> _TASK DETAILS_: Copy out the material from its very start through the line containing "[14,60,36,80]", both ends included, with every line unchanged.

> _SUPPLIED INFORMATION_:
--- BEGIN ---

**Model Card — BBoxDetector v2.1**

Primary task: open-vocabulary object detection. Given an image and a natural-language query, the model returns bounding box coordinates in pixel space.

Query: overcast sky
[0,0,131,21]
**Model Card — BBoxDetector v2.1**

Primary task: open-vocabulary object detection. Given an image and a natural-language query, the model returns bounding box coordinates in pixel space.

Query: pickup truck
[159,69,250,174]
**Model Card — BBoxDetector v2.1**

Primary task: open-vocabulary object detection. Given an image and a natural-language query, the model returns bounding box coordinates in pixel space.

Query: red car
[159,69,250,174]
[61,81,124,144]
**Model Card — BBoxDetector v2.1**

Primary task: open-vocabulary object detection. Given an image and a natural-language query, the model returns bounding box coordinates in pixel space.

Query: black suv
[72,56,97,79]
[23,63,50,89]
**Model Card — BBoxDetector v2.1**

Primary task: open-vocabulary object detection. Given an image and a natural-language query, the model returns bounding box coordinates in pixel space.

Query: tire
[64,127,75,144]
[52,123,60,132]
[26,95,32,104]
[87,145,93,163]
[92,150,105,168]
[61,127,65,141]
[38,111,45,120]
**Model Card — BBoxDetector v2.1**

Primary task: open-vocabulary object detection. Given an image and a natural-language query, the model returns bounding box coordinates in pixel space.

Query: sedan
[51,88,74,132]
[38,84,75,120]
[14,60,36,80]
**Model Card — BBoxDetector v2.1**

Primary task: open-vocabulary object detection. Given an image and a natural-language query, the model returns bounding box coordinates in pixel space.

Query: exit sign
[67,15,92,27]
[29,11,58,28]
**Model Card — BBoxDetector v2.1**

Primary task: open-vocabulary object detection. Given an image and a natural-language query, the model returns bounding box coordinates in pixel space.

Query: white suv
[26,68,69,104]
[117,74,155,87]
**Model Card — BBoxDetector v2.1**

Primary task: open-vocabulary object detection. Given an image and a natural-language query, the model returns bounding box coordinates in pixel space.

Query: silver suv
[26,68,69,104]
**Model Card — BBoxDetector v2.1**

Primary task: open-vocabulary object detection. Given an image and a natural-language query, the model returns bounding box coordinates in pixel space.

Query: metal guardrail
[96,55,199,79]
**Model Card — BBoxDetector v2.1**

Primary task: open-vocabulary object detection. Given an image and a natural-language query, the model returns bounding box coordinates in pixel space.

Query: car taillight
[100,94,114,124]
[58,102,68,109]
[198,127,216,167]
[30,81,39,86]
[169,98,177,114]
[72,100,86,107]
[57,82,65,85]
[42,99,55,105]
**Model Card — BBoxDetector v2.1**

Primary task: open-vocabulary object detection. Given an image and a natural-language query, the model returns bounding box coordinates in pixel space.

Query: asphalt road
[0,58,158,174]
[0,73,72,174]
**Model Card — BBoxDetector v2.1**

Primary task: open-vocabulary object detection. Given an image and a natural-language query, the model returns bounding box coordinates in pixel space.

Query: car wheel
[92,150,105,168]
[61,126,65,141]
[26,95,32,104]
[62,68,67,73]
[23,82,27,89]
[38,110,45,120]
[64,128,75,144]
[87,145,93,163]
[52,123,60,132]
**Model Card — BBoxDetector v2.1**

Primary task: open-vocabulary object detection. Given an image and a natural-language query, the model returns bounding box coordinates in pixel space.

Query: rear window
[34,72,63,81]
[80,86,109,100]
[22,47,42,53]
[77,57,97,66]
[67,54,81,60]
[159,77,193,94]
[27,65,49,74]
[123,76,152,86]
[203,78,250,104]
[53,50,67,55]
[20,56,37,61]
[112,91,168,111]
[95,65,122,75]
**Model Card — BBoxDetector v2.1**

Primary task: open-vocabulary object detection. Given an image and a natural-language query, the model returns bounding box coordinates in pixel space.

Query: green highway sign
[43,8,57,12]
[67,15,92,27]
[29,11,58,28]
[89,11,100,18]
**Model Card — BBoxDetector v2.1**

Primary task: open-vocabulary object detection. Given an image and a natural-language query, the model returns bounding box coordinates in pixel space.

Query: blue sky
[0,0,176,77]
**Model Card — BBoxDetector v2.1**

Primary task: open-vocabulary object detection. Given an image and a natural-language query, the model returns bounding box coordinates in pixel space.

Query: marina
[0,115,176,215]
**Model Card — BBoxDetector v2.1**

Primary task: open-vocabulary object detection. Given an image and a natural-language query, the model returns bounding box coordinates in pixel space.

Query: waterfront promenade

--- END ---

> _WRITTEN SOLUTION_:
**Model Card — BBoxDetector v2.1**

Primary task: open-vocabulary object detection. Given an image and a natural-language query, the model returns bounding box coordinates in pixel space.

Query: overcast sky
[0,0,131,21]
**Model Card — BBoxDetector v2.1**

Primary task: open-vocabulary object detection. Given an image and a natural-language query, the model returns bounding box coordinates in pixel space.

Query: pickup truck
[159,69,250,174]
**Model Card — BBoxDetector v2.1**

Primary task: open-vocabulary object detection. Given an image and a natural-language query, the model returns bounding box coordinates in pixel space.

Query: red car
[159,69,250,174]
[61,81,124,144]
**Model Card — BBoxDetector v2.1**

Primary task: open-vocabulary object detection. Given an image and a natural-language query, the model returns bounding box coordinates in pixel space.

Query: black suv
[72,56,97,79]
[23,63,50,89]
**Model Card — BBoxDetector v2.1**

Primary task: open-vocabulary object detection. Given an image and a natural-language query, the model returns bounding box coordinates in pixel space.

Query: tire
[64,127,75,144]
[52,123,60,132]
[26,95,32,104]
[87,145,93,163]
[92,150,105,168]
[61,127,65,141]
[38,111,45,120]
**Model Card — BBoxDetector v2.1**

Primary task: open-vocabulary object detection. Given an image and a natural-language query, the model returns bounding box coordinates in pixel space.

Query: sedan
[51,88,74,132]
[38,84,75,120]
[14,60,36,80]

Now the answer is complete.